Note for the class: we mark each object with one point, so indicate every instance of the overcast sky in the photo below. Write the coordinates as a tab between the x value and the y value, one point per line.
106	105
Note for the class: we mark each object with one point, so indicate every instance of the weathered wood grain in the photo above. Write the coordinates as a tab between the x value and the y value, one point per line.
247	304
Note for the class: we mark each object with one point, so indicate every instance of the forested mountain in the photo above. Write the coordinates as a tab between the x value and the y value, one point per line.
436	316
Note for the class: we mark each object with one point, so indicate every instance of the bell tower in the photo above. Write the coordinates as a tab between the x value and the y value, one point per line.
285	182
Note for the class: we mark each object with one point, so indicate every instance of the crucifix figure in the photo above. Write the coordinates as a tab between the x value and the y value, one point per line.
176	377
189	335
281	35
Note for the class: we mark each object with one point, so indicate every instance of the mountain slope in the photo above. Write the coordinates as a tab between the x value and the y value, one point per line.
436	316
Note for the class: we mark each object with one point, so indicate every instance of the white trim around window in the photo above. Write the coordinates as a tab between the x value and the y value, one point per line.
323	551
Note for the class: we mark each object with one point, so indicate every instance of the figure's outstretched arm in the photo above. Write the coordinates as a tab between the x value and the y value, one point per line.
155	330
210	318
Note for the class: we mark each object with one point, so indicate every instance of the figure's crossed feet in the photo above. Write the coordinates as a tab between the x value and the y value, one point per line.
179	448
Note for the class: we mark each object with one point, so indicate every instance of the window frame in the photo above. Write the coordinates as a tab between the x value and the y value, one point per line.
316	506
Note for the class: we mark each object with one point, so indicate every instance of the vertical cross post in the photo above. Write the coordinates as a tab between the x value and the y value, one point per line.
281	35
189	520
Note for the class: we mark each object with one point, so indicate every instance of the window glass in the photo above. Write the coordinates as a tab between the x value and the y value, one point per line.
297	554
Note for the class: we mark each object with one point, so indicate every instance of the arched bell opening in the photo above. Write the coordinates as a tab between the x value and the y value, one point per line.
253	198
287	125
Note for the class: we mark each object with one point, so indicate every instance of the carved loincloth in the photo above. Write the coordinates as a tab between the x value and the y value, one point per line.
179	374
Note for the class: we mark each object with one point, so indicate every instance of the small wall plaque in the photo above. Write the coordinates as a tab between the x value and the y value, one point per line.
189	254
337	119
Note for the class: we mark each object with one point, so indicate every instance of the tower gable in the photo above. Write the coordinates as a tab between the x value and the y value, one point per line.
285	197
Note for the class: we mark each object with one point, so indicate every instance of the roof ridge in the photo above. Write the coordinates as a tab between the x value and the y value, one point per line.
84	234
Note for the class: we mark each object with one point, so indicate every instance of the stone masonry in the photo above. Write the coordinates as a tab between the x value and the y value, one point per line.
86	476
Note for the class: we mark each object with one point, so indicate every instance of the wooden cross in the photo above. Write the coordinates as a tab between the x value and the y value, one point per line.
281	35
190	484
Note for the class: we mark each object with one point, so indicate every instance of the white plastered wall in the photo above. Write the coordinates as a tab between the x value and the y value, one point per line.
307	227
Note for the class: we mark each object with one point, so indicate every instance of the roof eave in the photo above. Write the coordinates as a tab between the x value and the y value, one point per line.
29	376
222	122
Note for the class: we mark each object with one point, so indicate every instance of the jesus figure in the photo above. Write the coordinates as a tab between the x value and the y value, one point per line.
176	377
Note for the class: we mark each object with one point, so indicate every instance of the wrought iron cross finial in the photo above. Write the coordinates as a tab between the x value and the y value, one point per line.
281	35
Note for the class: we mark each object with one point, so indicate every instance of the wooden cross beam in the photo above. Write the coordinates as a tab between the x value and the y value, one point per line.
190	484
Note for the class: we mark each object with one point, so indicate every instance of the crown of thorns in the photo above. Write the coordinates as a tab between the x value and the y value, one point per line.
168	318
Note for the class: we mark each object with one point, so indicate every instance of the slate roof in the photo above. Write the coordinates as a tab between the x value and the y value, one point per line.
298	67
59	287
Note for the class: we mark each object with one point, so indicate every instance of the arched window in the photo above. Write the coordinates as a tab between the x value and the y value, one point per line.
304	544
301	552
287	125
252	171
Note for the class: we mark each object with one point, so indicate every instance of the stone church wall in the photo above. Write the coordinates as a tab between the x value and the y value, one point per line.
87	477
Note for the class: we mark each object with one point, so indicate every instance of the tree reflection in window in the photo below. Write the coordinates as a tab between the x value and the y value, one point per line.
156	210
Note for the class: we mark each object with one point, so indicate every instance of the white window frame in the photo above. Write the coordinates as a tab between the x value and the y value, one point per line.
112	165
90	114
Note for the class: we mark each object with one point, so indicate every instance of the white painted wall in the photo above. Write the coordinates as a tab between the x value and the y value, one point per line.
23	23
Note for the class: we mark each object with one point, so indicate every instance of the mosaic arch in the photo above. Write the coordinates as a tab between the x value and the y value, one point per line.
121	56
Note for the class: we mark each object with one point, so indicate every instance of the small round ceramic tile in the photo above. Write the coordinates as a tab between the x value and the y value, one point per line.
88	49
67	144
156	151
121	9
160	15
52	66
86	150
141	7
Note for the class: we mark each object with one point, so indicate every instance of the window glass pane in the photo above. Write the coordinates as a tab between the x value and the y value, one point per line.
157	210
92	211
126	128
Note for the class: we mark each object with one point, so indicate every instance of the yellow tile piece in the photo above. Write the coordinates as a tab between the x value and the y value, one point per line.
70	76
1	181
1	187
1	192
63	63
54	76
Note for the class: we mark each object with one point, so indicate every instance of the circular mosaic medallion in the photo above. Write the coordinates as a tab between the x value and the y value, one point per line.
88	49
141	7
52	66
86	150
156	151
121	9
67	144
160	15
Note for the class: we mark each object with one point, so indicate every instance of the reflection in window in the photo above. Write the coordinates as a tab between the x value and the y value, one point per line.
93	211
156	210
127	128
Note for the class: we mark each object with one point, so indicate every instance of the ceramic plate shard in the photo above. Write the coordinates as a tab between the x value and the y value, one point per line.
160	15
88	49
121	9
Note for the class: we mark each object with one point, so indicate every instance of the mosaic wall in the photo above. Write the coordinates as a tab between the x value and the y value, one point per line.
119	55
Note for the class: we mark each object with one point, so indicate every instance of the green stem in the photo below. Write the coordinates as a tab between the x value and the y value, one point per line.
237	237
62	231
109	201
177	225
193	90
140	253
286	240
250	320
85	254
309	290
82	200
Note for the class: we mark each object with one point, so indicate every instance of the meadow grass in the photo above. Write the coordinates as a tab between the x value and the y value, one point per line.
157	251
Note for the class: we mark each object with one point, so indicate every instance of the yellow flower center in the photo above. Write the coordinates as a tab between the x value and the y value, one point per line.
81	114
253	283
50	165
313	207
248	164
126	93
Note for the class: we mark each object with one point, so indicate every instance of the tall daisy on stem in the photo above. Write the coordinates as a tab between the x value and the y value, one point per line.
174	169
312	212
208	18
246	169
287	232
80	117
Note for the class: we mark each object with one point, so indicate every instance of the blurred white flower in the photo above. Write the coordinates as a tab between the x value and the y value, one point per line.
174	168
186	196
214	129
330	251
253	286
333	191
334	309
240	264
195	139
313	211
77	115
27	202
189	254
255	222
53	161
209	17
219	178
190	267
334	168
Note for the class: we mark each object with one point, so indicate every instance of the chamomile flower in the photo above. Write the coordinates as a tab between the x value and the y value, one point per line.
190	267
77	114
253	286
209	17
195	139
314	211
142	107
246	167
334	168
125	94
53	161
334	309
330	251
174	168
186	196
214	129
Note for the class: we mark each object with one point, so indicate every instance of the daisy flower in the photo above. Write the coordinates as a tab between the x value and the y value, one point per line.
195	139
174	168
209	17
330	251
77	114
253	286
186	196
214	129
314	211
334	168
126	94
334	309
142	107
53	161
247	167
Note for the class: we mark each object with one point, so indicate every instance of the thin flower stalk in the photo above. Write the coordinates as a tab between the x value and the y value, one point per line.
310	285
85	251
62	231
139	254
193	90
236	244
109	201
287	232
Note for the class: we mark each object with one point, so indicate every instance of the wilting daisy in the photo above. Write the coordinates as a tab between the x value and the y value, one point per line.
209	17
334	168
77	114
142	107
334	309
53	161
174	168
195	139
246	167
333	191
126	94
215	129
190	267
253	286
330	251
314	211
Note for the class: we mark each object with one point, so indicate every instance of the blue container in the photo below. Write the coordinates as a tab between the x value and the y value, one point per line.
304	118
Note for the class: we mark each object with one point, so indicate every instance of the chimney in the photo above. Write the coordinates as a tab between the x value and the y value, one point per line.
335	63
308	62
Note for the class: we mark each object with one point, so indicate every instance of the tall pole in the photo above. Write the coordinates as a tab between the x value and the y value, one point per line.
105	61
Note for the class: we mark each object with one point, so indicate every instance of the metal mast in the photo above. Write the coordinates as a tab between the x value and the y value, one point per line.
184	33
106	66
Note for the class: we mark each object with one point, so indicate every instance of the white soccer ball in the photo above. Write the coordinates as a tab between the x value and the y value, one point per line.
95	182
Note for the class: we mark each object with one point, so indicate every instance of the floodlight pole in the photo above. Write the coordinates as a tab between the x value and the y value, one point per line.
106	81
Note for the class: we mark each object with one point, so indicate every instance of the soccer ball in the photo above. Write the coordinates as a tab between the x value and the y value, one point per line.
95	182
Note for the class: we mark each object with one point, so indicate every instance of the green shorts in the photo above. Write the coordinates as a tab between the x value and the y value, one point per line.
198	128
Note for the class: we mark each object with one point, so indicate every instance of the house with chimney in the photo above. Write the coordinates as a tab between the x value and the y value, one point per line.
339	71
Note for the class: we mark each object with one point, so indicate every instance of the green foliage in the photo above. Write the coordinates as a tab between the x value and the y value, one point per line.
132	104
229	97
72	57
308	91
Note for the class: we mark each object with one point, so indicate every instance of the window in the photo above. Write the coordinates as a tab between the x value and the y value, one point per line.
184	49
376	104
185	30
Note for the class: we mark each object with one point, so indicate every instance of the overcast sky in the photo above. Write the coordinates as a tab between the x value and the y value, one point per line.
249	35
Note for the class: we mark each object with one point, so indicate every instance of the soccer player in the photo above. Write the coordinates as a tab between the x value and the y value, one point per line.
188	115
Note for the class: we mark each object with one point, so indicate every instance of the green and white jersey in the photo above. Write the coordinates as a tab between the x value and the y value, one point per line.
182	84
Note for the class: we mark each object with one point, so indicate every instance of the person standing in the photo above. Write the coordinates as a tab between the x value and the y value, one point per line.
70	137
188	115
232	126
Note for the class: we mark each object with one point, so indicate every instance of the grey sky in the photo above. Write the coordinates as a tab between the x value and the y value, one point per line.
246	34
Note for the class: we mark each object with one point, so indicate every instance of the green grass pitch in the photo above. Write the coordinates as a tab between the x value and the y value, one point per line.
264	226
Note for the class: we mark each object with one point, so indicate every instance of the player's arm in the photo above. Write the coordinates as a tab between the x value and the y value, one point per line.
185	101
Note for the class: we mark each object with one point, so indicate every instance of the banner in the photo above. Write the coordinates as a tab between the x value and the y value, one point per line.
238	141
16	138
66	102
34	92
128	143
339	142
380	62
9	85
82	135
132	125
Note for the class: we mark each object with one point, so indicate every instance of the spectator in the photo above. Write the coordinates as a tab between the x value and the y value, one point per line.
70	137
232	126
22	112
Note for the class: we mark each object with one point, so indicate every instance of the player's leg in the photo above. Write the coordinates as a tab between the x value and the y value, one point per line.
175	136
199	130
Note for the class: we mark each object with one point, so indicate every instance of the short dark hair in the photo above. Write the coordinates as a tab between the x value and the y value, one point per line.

****

[TASK BRIEF]: Give as a numbered list, leaving out blank lines, the lines starting at the one that contains "the player's leg" and ending at the last line of the records.

[COMPLETE OUTPUT]:
1. Note for the class: we mark each object with one point, so indicate every instance of the player's leg in the photo above. Write the coordinates as a tab between the x value and the y value, one point per line.
2. 175	136
3. 199	130
4. Note for the class: we mark each object with one point, so indicate every instance of the short dark hair in the photo above. Write the coordinates as a tab between the x value and the y value, one point per line.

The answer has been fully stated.